Rows from a box-labeling dataset:

---

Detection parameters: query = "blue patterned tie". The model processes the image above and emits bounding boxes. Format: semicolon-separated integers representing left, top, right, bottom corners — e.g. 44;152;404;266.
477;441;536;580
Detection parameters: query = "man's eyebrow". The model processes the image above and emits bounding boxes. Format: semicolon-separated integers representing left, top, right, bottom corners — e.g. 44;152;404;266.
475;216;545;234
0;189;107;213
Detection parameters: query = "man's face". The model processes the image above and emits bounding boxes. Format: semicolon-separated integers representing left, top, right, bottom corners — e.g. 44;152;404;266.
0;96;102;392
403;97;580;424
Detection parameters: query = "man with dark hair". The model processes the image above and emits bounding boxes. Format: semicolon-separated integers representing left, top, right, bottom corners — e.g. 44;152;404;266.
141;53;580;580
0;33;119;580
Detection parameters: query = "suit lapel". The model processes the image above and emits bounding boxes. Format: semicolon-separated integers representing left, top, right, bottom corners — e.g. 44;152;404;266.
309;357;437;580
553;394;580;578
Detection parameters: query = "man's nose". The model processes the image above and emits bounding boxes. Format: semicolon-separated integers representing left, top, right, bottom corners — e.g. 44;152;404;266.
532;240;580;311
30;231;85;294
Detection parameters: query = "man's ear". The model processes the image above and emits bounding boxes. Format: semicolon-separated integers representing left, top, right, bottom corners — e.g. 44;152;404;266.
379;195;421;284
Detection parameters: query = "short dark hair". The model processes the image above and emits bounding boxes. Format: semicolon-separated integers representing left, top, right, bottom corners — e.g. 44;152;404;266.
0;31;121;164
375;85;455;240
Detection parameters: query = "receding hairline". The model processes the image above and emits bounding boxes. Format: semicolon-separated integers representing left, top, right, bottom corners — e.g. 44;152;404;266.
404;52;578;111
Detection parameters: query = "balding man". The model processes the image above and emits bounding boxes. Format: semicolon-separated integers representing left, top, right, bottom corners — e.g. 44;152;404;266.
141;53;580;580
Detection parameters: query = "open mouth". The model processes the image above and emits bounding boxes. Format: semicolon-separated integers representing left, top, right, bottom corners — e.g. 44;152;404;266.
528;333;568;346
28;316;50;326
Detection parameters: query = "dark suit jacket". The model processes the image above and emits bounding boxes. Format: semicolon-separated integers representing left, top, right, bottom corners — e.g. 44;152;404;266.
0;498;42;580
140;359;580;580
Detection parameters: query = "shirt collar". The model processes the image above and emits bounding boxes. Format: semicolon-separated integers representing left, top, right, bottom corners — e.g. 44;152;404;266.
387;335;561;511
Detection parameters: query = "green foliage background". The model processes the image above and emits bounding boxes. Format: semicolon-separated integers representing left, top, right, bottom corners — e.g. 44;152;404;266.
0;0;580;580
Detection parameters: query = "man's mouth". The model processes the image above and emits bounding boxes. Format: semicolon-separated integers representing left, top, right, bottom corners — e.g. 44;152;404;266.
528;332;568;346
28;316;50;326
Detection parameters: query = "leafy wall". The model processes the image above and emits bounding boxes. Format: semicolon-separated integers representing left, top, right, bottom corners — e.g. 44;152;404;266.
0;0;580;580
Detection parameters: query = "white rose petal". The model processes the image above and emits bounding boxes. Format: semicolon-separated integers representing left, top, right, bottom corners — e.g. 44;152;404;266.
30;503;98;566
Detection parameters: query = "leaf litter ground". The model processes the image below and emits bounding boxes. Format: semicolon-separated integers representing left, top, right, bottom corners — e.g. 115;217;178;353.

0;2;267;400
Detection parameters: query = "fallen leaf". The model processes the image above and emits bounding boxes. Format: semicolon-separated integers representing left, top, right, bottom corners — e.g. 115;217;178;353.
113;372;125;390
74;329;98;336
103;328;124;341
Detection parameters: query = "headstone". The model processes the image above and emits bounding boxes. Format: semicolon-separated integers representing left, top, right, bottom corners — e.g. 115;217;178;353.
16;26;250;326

---

Copy these rows back word for word, covering every one of them.

Task result →
Detection parameters: query = "blue patterned tie". The model processes the image above and emits bounding boxes. Format: semicolon-separated integers representing left, top, right, bottom corners — e.g. 44;152;404;266.
477;441;536;580
Detection parameters: query = "man's eyebrow". The model processes the image above and emits bounding boxes. Format: semicolon-separated integers representing left, top, right, bottom corners — e.g. 44;152;404;266.
475;216;545;234
0;189;107;213
Detection parameters: query = "man's face". The model processes the image above and emits bounding boxes. Format: semicolon-separated integers representing left, top, right, bottom corners — e.g. 44;152;404;266.
0;96;102;392
403;97;580;424
Detection parameters: query = "man with dark hair". The model processes the image above and emits bounding boxes. Format: semicolon-separated integers representing left, top, right, bottom corners — e.g. 44;152;404;266.
141;53;580;580
0;33;119;580
Detection parameters: query = "suit lapel". The model processes the image above and emits bounding boxes. Format: semicolon-separated integers representing left, top, right, bottom corners — e.g. 44;152;404;266.
309;357;437;580
553;394;580;578
Detection parameters: query = "man's nose". The model processes the image above and emits bounding boxes. Format: semicolon-separated integers representing left, top, right, bottom corners — e.g. 44;152;404;266.
532;240;580;311
30;231;85;294
Detection parameters: query = "man's ear". The model processes the image above and emits bounding boxes. Format: semicolon-separated integers representing left, top, right, bottom corners — e.g. 44;152;404;266.
379;195;421;284
Detection parameters: query = "short dark hair". The model processes the image above and emits bounding boxes. Format: semicolon-separated integers representing left, top, right, bottom corners — e.g. 44;152;404;266.
0;31;121;164
375;85;455;240
Detection parameters: query = "receding hairline". The model processes the image above and emits bounding boxes. Format: semicolon-separated integers representing left, top, right, bottom corners — e.g. 44;152;404;266.
404;52;578;111
Detection parameters: query = "balding man". The model processes the image above and emits bounding boxes. Format: semicolon-separated integers representing left, top, right, bottom corners — e.g. 44;152;404;266.
141;53;580;580
Detection parameters: query = "open mouth". The model processes the image above and emits bounding boxes. Format: semicolon-separated integers representing left, top, right, bottom corners — e.g. 44;152;404;266.
528;333;568;346
28;316;50;326
Detection parameters: query = "dark suit jacket". The model processes the image above and emits bounding boxes. Format: semicolon-separated integers representing left, top, right, bottom corners — e.g. 44;152;404;266.
0;498;42;580
140;359;580;580
Detection parameters: query = "shirt collar". The model processes the image above and emits bounding boxes. Format: semicolon-separated integers representing left, top, right, bottom corners — e.g. 44;152;404;266.
387;335;561;511
Detection parameters: query = "green foliage background". The model processes the image above and emits bounding boxes. Format: semicolon-separated integers representing left, top, right, bottom corners — e.g. 44;152;404;266.
0;0;580;580
Detection parameters: query = "man's mouth". The model processes the image above and emits bounding boxes. Format: semicolon-separated integers representing left, top, right, bottom corners — e.g. 44;152;404;266.
528;332;568;346
28;316;50;326
Detection parameters: query = "leafy wall". The model processes the image above and emits bounding boxes. Format: semicolon-separated integers representing left, top, right, bottom corners — e.g. 44;152;404;266.
0;0;580;580
Detection parameters: query = "white rose petal". The model processes the image above and emits bounding boxes. Format: semicolon-separated integers representing left, top, right, bottom corners — e.g. 44;152;404;266.
30;503;98;566
Detection parameters: query = "leaf litter ground". The model processes the image below and emits bounding boxes. Format: semicolon-separated integers representing left, top, right, bottom corners — e.g. 115;217;178;353.

0;2;267;400
Detection parameters: query = "fallen leaf". The model processes the image above and emits bounding boxes. Format: semicolon-separated integers representing left, top, right, bottom corners — e.g. 115;217;178;353.
113;372;125;390
74;329;98;336
103;328;124;341
Detection parameters: query = "headstone". The model processes the image above and emits bounding boxes. Format: semicolon-separated integers representing left, top, right, bottom corners — e.g. 115;217;178;353.
16;26;250;326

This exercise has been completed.